Location annotation dataset excerpts
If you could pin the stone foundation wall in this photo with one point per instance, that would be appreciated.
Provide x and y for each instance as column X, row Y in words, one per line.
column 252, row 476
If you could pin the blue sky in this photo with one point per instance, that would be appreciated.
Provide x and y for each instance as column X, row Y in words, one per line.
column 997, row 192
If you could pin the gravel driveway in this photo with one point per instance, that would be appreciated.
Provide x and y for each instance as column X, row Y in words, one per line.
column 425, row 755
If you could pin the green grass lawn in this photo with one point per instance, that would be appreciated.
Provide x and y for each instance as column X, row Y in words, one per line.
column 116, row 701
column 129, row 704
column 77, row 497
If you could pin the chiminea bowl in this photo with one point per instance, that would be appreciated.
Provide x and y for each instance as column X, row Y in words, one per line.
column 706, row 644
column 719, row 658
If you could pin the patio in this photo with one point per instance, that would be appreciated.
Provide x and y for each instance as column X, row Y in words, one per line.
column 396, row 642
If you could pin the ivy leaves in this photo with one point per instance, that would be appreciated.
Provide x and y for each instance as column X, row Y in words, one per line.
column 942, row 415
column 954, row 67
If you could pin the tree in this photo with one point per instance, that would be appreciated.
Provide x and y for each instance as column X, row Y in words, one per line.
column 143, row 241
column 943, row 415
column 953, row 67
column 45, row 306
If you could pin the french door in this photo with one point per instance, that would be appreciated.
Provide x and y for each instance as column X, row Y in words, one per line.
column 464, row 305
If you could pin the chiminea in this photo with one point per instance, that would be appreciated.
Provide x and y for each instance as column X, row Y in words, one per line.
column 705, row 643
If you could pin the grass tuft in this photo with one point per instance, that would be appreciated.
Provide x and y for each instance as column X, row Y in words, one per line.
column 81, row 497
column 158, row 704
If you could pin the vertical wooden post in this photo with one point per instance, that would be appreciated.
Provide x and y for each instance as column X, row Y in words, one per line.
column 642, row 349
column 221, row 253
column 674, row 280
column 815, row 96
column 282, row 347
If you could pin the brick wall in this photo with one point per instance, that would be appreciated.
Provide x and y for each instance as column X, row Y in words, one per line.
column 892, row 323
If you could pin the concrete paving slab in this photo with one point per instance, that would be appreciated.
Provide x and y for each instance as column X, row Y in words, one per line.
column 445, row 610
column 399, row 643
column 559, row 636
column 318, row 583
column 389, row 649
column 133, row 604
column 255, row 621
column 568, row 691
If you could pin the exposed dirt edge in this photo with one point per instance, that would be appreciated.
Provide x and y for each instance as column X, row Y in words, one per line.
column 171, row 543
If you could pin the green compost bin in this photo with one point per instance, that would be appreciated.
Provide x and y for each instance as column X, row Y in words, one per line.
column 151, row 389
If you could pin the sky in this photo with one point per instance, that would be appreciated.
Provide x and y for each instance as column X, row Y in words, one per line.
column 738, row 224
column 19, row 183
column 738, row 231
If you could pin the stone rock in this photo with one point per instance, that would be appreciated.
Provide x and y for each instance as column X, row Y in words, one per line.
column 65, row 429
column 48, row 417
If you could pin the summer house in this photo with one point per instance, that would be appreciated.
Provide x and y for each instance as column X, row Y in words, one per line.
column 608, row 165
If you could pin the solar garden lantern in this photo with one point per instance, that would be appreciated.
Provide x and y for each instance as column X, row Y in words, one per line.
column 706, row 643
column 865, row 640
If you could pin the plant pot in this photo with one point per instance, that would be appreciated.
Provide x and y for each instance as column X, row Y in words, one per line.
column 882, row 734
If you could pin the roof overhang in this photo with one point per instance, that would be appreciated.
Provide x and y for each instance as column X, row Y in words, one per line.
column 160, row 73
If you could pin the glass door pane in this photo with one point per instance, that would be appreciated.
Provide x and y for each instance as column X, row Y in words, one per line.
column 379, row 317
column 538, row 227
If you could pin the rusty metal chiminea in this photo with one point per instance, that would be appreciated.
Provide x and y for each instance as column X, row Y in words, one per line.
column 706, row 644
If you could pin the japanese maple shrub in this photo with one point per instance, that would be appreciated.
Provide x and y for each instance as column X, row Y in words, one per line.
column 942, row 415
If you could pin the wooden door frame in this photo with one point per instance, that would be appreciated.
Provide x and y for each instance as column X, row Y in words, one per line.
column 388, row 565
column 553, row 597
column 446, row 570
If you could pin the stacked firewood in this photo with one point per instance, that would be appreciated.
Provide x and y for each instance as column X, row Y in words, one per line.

Aim of the task:
Copy the lines above word for word.

Answer to this problem:
If you could pin the stone foundation wall in this photo with one point per instance, that would be appreciated.
Provide x and y for each instance as column X, row Y in words, one per line.
column 252, row 476
If you could pin the blue sky in this photo with one point per instance, that would be appreciated.
Provide x and y for each instance as column X, row Y in words, one per line.
column 997, row 192
If you could pin the gravel driveway in this photo with one point per instance, that would be appreciated.
Provide x and y for each instance as column X, row Y in words, one per line.
column 425, row 755
If you could pin the green grass lawn in this photo with one point per instance, that would be appreciated.
Provide x and y for each instance as column X, row Y in words, one per line.
column 116, row 701
column 129, row 704
column 77, row 497
If you could pin the chiminea bowl in this photo with one point per instance, that would be appreciated.
Provide x and y for each instance as column X, row Y in words, one per line.
column 706, row 644
column 719, row 658
If you could pin the patio in this photo with one point per instance, that would be appreciated.
Provide x and y for each instance as column X, row Y in words, one per line.
column 396, row 642
If you could pin the ivy leaves in this photo with one point per instance, that would be appreciated.
Provide x and y for each instance as column X, row Y in words, one per line.
column 942, row 415
column 954, row 67
If you could pin the tree in this photo with one point per instance, that would be appreciated.
Provide x and y for each instance as column X, row Y in words, one per line.
column 143, row 241
column 943, row 415
column 953, row 67
column 45, row 306
If you could pin the french door in this photo with one point per instance, that would be appreciated.
Provide x and y for each instance as column X, row Y in words, one per line.
column 464, row 305
If you could pin the chiminea in this photo with one point per instance, that would be appreciated.
Provide x and y for each instance as column X, row Y in words, one per line.
column 705, row 643
If you could pin the grass tuft in this photo with one point per instance, that would be appreciated.
Provide x and y for each instance as column X, row Y in words, one per line.
column 81, row 497
column 158, row 704
If you could pin the vertical wooden post in this photo with one point per instance, that would be appreciated.
Provide x and y for each instance as column X, row Y in words, one per line.
column 642, row 349
column 221, row 253
column 674, row 280
column 815, row 96
column 282, row 347
If you could pin the brick wall in this photo with one point per instance, that would be appreciated.
Provide x and y for each instance as column X, row Y in words, one per line.
column 892, row 323
If you could pin the concrete paving slab in this photo with one point per instance, that would be appreciated.
Provide x and y for each instance as column X, row Y in words, one per line.
column 445, row 610
column 399, row 643
column 559, row 636
column 318, row 583
column 389, row 649
column 133, row 604
column 255, row 621
column 568, row 691
If you could pin the exposed dirt edge in this photo with one point per instance, that would be appreciated.
Provide x and y for each instance as column X, row Y in words, one per line.
column 171, row 543
If you could pin the green compost bin in this photo with one point per instance, that would be appreciated.
Provide x and y for each instance as column X, row Y in words, one per line.
column 151, row 389
If you could pin the sky in this photo with one point per instance, that would be appreciated.
Provide x and y for each instance as column X, row Y in words, one per line.
column 738, row 224
column 19, row 183
column 738, row 231
If you could pin the stone rock in this photo with one point per instance, that would be appreciated.
Provide x and y for each instance as column X, row Y in words, one per line.
column 65, row 429
column 48, row 417
If you could pin the summer house in this photo with one point per instance, that would be appreciated.
Provide x and y for each instance as column X, row Y in words, one per line.
column 608, row 165
If you could pin the solar garden lantern in this photo with one point per instance, that would be appreciated.
Provide x and y for each instance as column X, row Y in words, one per line.
column 706, row 643
column 865, row 640
If you could pin the plant pot in this photo with one point per instance, that would be appreciated.
Provide x and y for each instance as column X, row Y in words, one per line.
column 882, row 734
If you could pin the roof overhang in this photo with one point per instance, that would be appreciated.
Provide x and y for each instance as column X, row Y in words, one per line.
column 160, row 73
If you could pin the glass door pane in this photo with one point per instance, that would be appreciated.
Provide x and y for each instance as column X, row Y in words, one per line.
column 379, row 317
column 538, row 227
If you could pin the rusty metal chiminea in this photo with one point per instance, that would be appreciated.
Provide x and y for each instance as column X, row Y in words, one per line.
column 706, row 644
If you could pin the japanese maple shrub in this photo with one point per instance, that would be appreciated.
Provide x and y for each instance as column X, row Y in words, one per line.
column 942, row 415
If you could pin the wooden door frame in this photo with one point per instance, that would be appreciated.
Provide x and y for each instance as column X, row Y in words, one per line.
column 388, row 565
column 553, row 597
column 446, row 570
If you could pin the stacked firewood in this photo with one point per instance, that would be appreciated.
Provide x and y for each instance as column X, row Y in words, one per line.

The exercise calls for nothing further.